- _SHORT PROBLEM 1_
Return every one of the rows under Records verbatim, line for line.

**** QUOTED TEXT ****

As per my last post, I've been busy futzing around with an old PC, and in doing so I wanted to hear it's audio output. Due to a rather restricted setup I reasoned the best way to do this would be to use the line-in on my main PC since it's pretty much always on when I use that other machine. In Windows this was very easy indeed, visit the old sound settings panel (not the new UI one), go to input devices and check the box to "listen" to that device, in other words, monitor it.

That's all well and good, but under Pop!_OS I wasn't having anywhere near as much luck.

Hello, Pipewire

I've used Linux on and off since the late 90s (with BeOS and BSDs thrown in too), and I remember when alsa was the hot new thing. Then came along pulse audio, which I've been vaguely aware of but until this year I've not used a Linux distro as a main OS for a long while. I was blisfully unaware of Pipewire, but what I read about it sounded good. Best of all it has a module for Pulse compatibility, meaning I should still be able to use things like alsamixer to mess with settings. Except, I can't.

No, I don't know why, the services are loaded etc. and running in the userland systemd environment but I have zero joy trying to run various commands like alsamixer:

matt@pop-os:~$ alsamixer
ALSA lib pulse.c:242:(pulse_connect) PulseAudio: Unable to connect: Connection refused

cannot open mixer: Connection refused

or pactl:

matt@pop-os:~$ pactl info
Connection failure: Connection refused
pa_context_connect() failed: Connection refused

As of yet I've been unable to find a solution to this problem, but while attemping to learn more about Pipewire I did find Arch's excellent write-up on it, and in there discovered Helvum, which is a patchbay for pipewire and while I thought about building it from source I figured it was worth a quick look in the Pop!_OS store first - sure enough there's a flatpack build in there.

****

- _SHORT PROBLEM 2_
Retype the whole Pipewire post above word for word, keeping every line as it appears.

**** DATASET RECORDS ****

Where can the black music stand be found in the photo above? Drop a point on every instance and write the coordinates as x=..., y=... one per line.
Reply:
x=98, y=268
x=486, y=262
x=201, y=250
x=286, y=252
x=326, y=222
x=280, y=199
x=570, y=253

****

- _COMPLETE OUTPUT 1_
Where can the black music stand be found in the photo above? Drop a point on every instance and write the coordinates as x=..., y=... one per line.
Reply:
x=98, y=268
x=486, y=262
x=201, y=250
x=286, y=252
x=326, y=222
x=280, y=199
x=570, y=253

- _COMPLETE OUTPUT 2_
As per my last post, I've been busy futzing around with an old PC, and in doing so I wanted to hear it's audio output. Due to a rather restricted setup I reasoned the best way to do this would be to use the line-in on my main PC since it's pretty much always on when I use that other machine. In Windows this was very easy indeed, visit the old sound settings panel (not the new UI one), go to input devices and check the box to "listen" to that device, in other words, monitor it.

That's all well and good, but under Pop!_OS I wasn't having anywhere near as much luck.

Hello, Pipewire

I've used Linux on and off since the late 90s (with BeOS and BSDs thrown in too), and I remember when alsa was the hot new thing. Then came along pulse audio, which I've been vaguely aware of but until this year I've not used a Linux distro as a main OS for a long while. I was blisfully unaware of Pipewire, but what I read about it sounded good. Best of all it has a module for Pulse compatibility, meaning I should still be able to use things like alsamixer to mess with settings. Except, I can't.

No, I don't know why, the services are loaded etc. and running in the userland systemd environment but I have zero joy trying to run various commands like alsamixer:

matt@pop-os:~$ alsamixer
ALSA lib pulse.c:242:(pulse_connect) PulseAudio: Unable to connect: Connection refused

cannot open mixer: Connection refused

or pactl:

matt@pop-os:~$ pactl info
Connection failure: Connection refused
pa_context_connect() failed: Connection refused

As of yet I've been unable to find a solution to this problem, but while attemping to learn more about Pipewire I did find Arch's excellent write-up on it, and in there discovered Helvum, which is a patchbay for pipewire and while I thought about building it from source I figured it was worth a quick look in the Pop!_OS store first - sure enough there's a flatpack build in there.